▶ _ASSIGNMENT_
Extend the text on in silico modeling and reinforcement learning for biochemical reactions, starting right after its final sentence.

▶ _TEXT EXCERPT_
The metabolic pathways exemplified in that microfluidic approach (above) are easily modeled in a knowledge graph, suggesting the possibility of the in silico modeling of pathway reactions in parallel with “wet lab,” systems biology approaches. Other relatively easily-constructed models (e.g.: bioengineered microbes and viruses on microbiological media; transgenic rodents; etc.) could likewise be modeled in a combined systems biology, in silico modeling approach. In this regard, clustered regularly interspaced short palindromic repeats/CRISPR associated protein 9 (CRISPR/Cas9) gene editing technology is especially relevant; for example, note Section 3 in CRISPR/Cas9-Based Genome Editing for Disease Modeling and Therapy: Challenges and Opportunities for Nonviral Delivery (Jun 2017), and The Present and Future of Genome Editing in Cancer Research (Jul 2017).  CRISPR/Cas9 for Cancer Research and Therapy (Apr 2018) provides an excellent review and perspective on this technology.

Reinforcement learning (RL) can be applied in optimizing chemical/biochemical reactions. Optimizing Chemical Reactions with Deep Reinforcement Learning (Dec 2017) [code] showed that their RL model outperformed a state of the art algorithm, and generalized to dissimilar underlying mechanisms. Combined with LSTM to model the policy function, the RL agent optimized the chemical reaction with the Markov decision process (MDP) characterized by $\small \{S, A, P, R\}$, where $\small S$ was the set of experimental conditions (like temperature, pH, etc), $\small A$ was the set all possible actions that can change the experimental conditions, $\small P$ was the transition probability from current experiment condition to the next condition, and $\small R$ was the reward which is a function of the state.

▶ _LISTED ENTRIES_
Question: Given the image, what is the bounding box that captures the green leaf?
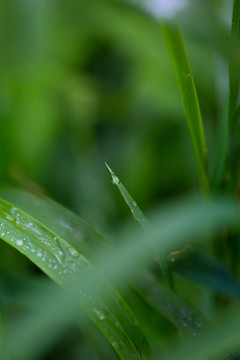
[0,194,150,359]
[106,163,174,288]
[162,23,210,195]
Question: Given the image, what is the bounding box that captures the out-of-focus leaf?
[171,247,240,298]
[0,200,150,359]
[135,273,211,340]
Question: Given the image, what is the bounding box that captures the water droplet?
[93,307,105,320]
[112,175,120,185]
[16,240,23,246]
[68,247,79,257]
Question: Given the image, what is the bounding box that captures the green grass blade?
[0,194,236,358]
[0,199,150,359]
[162,23,210,195]
[135,273,212,341]
[228,0,240,126]
[106,163,174,288]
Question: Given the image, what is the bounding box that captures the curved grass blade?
[171,246,240,299]
[0,199,150,359]
[213,0,240,190]
[0,186,110,262]
[105,163,174,288]
[0,193,236,358]
[162,23,210,195]
[134,273,211,341]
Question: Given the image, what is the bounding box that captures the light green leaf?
[0,194,150,359]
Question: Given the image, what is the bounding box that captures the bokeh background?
[0,0,234,358]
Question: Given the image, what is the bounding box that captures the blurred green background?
[0,0,234,360]
[0,0,231,229]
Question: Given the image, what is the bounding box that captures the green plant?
[0,0,240,360]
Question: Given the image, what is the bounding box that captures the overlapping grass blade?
[0,199,150,359]
[0,191,238,354]
[162,23,210,195]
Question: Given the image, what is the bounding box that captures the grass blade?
[106,163,174,288]
[0,199,150,359]
[162,23,210,195]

▶ _EXERCISE ANSWER_
• Their Deep Reaction Optimizer model iteratively recorded the results of a chemical reaction and chose new experimental conditions to improve the reaction outcome, outperforming a state of the art black box optimization algorithm by using 71% fewer steps on both simulations and real reactions. Furthermore, they introduced an efficient exploration strategy by drawing the reaction conditions from certain probability distributions, which resulted in an improvement on “regret” from 0.062 to 0.039 compared with a deterministic policy (they used “regret” to evaluate the performance of the model ). For the optimization of real-world reactions, the authors carried out four experiments in microdroplets ( in their paper: synthesis of ribose phosphate, etc.) and recorded the production yield. Combining the efficient exploration policy with accelerated microdroplet reactions, their Deep Reaction Optimizer not only served as an efficient and effective reaction optimizer (optimal reaction conditions were determined in 30 min for the four reactions considered), it also provided a better understanding of the mechanism of chemical reactions than that obtained using traditional approaches.

[Image source. Click image to open in new window.]

[Image source. Click image to open in new window.]

The examples above hint at the potential advances afforded by machine learning in the biochemical/medical domain, which also include the prediction of biomolecular secondary structure [e.g. rawMSA: proper Deep Learning makes protein sequence profiles and feature extraction obsolete (Aug 2018)], biodesign (e.g of new anticancer drugs) and inverse molecular design (very well-reviewed in the July 2018 Science paper Inverse Molecular Design using Machine Learning: Generative Models for Matter Engineering), and numerous other applications. These approaches offer excellent opportunities for collaboration in the advancement of our understanding of metabolism, cellular signaling, regulatory mechanisms, and disease (including cancer).